* [Aim]:
Rewrite the lines below with "green shrub" changed to "small bush", leaving everything else the same.
--- Begin Data records ---
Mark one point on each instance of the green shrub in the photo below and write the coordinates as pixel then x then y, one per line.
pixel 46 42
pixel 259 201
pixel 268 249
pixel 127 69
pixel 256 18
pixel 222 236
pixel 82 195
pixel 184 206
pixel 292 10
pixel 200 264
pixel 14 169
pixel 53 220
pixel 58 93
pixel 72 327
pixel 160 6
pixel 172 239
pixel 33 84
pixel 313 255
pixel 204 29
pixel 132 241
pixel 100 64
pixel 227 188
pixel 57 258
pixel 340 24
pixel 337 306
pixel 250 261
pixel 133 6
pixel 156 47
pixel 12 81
--- End Data records ---
* [Task solution]:
Mark one point on each instance of the small bush in the photo below and write the coordinates as pixel then x then y, one per line.
pixel 46 42
pixel 259 201
pixel 268 249
pixel 127 69
pixel 256 18
pixel 222 236
pixel 82 195
pixel 184 206
pixel 292 10
pixel 200 264
pixel 14 169
pixel 53 220
pixel 58 93
pixel 72 327
pixel 160 6
pixel 172 239
pixel 33 84
pixel 313 255
pixel 204 29
pixel 132 241
pixel 100 64
pixel 227 188
pixel 57 258
pixel 340 24
pixel 337 306
pixel 250 261
pixel 133 6
pixel 156 47
pixel 12 81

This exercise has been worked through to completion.